*Extracted entries*
────────────────
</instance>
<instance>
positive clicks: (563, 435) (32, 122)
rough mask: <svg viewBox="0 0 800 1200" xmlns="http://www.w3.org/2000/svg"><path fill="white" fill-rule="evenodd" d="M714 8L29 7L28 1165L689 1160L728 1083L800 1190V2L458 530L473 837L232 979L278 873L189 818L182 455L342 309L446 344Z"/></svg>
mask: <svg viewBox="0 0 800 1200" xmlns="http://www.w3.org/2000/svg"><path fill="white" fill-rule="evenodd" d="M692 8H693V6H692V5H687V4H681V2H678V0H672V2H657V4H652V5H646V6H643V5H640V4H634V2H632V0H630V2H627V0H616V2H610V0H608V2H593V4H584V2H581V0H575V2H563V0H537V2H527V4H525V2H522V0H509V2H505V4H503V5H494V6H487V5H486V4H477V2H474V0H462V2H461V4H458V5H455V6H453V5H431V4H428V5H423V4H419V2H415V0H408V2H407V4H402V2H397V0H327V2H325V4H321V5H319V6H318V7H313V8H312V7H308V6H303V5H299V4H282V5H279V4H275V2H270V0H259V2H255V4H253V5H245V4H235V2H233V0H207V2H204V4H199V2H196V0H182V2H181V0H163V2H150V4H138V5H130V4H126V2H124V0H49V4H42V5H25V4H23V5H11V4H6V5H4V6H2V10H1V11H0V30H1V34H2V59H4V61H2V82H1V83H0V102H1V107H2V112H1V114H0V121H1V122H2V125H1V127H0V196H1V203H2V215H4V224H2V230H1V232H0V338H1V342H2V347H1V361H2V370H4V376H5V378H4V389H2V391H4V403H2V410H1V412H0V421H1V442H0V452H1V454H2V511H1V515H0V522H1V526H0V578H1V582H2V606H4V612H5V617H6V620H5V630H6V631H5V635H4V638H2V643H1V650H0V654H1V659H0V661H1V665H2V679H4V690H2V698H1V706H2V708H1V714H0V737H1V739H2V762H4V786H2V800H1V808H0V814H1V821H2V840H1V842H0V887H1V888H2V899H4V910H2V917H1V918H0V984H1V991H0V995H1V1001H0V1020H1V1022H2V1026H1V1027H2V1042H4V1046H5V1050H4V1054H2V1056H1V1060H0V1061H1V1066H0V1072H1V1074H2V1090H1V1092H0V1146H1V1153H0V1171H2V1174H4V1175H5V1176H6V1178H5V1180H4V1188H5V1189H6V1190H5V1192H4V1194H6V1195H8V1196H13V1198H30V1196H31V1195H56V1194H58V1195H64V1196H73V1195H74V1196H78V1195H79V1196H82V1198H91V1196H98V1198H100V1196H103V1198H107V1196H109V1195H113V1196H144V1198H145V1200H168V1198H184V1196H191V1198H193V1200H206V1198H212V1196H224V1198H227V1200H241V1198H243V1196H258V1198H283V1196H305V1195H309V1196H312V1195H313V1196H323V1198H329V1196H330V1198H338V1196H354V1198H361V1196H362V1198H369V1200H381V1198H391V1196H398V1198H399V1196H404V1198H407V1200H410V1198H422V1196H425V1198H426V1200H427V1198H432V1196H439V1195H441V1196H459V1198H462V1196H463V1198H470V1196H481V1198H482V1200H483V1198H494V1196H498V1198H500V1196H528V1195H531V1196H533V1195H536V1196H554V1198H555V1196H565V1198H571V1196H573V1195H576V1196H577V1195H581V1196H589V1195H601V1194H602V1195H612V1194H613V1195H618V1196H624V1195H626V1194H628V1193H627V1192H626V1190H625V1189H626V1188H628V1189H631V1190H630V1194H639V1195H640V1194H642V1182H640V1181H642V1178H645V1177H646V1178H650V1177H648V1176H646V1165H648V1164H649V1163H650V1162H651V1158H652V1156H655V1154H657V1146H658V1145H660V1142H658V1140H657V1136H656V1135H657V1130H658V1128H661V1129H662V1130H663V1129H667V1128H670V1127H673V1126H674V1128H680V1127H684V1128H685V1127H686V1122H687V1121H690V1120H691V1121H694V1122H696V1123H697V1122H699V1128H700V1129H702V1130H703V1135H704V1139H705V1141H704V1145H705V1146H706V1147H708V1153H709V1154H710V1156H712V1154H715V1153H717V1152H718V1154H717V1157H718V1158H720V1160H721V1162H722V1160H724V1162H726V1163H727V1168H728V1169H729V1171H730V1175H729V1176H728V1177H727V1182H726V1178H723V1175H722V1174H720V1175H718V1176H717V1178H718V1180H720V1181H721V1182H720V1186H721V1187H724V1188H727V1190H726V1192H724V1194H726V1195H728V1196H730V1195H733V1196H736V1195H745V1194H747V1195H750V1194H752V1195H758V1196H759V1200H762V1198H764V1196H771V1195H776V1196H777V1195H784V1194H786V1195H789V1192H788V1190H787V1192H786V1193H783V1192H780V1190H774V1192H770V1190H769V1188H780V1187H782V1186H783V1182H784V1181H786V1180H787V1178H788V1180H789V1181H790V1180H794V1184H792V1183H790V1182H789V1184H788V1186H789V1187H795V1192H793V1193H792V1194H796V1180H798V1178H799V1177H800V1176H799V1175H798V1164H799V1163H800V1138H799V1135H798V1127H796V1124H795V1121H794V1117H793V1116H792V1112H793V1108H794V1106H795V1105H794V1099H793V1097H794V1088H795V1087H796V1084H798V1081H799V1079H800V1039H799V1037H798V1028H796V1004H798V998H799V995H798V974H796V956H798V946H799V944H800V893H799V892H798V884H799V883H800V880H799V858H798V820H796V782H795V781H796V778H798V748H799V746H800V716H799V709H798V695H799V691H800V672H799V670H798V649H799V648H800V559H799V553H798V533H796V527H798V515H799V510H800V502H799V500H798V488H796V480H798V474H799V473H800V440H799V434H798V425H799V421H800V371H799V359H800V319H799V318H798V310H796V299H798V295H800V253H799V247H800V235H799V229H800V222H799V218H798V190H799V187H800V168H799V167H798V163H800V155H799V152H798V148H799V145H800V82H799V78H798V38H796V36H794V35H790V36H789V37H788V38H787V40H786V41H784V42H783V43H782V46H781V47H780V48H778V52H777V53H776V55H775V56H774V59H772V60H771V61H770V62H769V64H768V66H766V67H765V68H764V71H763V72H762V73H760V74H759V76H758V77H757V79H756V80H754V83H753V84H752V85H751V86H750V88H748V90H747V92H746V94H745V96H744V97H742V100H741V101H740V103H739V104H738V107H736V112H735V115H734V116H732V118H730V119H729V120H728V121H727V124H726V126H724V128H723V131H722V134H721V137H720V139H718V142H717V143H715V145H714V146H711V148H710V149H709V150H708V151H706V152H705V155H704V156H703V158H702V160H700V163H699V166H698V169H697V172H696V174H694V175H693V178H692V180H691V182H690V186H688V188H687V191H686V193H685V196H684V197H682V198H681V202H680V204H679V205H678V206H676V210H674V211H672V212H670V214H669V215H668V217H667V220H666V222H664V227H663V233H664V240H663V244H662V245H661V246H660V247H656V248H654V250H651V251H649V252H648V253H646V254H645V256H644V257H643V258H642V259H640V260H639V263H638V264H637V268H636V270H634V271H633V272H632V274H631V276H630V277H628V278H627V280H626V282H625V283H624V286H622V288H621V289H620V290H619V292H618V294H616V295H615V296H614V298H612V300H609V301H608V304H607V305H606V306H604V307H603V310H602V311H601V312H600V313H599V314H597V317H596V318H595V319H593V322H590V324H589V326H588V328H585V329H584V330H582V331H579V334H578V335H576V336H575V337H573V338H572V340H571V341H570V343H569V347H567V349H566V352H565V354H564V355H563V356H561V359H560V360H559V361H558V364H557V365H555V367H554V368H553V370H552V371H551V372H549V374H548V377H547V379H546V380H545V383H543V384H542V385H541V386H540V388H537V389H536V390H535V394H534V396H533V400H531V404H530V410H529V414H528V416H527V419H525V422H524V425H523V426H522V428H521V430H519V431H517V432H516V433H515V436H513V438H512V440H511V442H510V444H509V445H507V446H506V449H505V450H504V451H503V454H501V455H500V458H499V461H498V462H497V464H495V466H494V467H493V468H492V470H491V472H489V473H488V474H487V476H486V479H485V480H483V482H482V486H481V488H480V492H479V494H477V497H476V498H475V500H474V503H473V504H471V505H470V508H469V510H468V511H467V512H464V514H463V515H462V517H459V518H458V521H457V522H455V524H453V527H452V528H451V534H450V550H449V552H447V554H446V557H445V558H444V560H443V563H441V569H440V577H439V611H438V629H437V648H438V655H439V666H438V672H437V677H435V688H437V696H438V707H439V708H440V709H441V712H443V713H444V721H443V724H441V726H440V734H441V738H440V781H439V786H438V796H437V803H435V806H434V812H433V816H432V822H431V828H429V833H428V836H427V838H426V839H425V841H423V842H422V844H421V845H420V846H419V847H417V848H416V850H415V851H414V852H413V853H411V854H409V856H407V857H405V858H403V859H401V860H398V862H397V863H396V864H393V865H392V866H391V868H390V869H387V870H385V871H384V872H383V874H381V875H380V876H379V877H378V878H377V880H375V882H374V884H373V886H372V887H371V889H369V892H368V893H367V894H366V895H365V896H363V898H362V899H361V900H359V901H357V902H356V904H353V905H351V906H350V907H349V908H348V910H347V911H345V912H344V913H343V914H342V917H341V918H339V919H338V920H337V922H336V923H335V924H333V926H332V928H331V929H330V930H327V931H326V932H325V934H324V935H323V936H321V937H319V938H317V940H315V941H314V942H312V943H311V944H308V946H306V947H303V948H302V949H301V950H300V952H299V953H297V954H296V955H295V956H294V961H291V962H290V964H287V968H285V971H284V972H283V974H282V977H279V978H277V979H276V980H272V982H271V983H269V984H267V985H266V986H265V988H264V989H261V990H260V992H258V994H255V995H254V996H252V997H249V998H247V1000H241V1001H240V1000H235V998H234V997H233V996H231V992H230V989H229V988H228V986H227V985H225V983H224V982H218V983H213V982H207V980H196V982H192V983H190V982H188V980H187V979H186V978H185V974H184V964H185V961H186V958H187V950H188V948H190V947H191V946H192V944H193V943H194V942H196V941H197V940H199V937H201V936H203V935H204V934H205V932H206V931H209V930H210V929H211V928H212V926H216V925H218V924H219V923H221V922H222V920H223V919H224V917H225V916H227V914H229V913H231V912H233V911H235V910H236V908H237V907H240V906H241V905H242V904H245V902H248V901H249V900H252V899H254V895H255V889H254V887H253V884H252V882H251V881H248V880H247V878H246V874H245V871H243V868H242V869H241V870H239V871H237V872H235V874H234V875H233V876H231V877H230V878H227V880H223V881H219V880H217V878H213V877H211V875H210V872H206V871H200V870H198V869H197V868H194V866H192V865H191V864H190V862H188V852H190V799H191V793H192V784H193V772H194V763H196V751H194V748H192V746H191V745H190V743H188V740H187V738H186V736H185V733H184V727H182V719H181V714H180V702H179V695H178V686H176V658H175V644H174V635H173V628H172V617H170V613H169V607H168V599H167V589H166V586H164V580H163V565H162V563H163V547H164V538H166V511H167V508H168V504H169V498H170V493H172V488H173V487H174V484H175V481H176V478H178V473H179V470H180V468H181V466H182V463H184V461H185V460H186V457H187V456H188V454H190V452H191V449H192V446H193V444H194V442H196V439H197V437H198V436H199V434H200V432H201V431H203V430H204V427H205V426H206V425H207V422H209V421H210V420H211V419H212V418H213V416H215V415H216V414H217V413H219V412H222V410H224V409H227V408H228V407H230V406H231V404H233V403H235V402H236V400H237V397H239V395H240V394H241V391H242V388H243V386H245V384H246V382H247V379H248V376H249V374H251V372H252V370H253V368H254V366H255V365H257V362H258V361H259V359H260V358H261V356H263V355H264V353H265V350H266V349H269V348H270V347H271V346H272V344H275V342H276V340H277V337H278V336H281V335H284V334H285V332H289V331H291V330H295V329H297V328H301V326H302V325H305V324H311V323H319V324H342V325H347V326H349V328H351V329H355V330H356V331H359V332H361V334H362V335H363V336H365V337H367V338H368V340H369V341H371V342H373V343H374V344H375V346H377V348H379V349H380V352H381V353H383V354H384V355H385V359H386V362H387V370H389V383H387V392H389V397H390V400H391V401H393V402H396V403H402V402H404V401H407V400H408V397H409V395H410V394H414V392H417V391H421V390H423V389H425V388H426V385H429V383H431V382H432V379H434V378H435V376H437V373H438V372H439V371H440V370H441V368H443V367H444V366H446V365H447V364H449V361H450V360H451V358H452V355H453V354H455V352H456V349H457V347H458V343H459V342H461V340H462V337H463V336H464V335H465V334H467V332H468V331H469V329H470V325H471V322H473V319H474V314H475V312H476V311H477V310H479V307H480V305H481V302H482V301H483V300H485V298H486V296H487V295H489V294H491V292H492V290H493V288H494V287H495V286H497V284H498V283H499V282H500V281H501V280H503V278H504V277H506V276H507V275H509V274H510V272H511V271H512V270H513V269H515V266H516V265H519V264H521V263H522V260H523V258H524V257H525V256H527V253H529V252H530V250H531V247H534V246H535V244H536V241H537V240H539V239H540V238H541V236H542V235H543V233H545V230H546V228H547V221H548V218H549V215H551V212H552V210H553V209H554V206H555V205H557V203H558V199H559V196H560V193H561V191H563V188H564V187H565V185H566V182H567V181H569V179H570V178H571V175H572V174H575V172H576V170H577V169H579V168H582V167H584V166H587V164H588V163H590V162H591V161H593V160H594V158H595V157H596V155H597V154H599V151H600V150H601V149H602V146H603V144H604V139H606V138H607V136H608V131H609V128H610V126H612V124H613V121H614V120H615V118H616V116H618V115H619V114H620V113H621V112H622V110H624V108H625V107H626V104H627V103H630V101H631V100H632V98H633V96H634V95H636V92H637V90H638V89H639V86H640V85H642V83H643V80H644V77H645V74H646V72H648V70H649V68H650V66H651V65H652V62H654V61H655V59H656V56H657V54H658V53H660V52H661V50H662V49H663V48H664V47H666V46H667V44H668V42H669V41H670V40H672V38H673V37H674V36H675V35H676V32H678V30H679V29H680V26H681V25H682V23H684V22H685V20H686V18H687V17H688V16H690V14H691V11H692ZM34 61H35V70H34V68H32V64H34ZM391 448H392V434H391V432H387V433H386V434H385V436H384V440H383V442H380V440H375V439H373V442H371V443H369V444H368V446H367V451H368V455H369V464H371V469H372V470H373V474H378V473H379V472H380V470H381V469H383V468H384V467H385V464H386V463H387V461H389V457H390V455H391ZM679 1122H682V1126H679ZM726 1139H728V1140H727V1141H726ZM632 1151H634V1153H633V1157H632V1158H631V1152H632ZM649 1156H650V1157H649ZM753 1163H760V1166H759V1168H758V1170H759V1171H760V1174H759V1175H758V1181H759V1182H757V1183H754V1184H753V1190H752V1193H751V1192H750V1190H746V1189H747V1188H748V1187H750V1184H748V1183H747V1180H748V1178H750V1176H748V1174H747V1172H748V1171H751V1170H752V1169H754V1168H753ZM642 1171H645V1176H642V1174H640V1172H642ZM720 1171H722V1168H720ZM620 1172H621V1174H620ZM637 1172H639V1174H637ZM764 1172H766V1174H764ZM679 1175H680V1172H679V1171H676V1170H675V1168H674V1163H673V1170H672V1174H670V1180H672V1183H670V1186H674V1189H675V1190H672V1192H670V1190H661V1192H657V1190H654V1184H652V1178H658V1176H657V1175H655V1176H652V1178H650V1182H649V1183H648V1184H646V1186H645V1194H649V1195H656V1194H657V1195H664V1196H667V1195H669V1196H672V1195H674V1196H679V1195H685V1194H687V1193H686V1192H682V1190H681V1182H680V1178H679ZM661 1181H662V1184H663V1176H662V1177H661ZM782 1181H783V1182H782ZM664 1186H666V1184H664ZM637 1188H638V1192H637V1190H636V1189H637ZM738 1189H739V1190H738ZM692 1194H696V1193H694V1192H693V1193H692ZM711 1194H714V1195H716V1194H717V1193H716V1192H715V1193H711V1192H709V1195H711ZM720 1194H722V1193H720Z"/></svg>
────────────────
*What needs to be done*
Send back exactly, with nothing added, the lines from the first line of the material above through the line holding "positive clicks: (563, 435) (32, 122)"; both ends are included.

*Written solution*
</instance>
<instance>
positive clicks: (563, 435) (32, 122)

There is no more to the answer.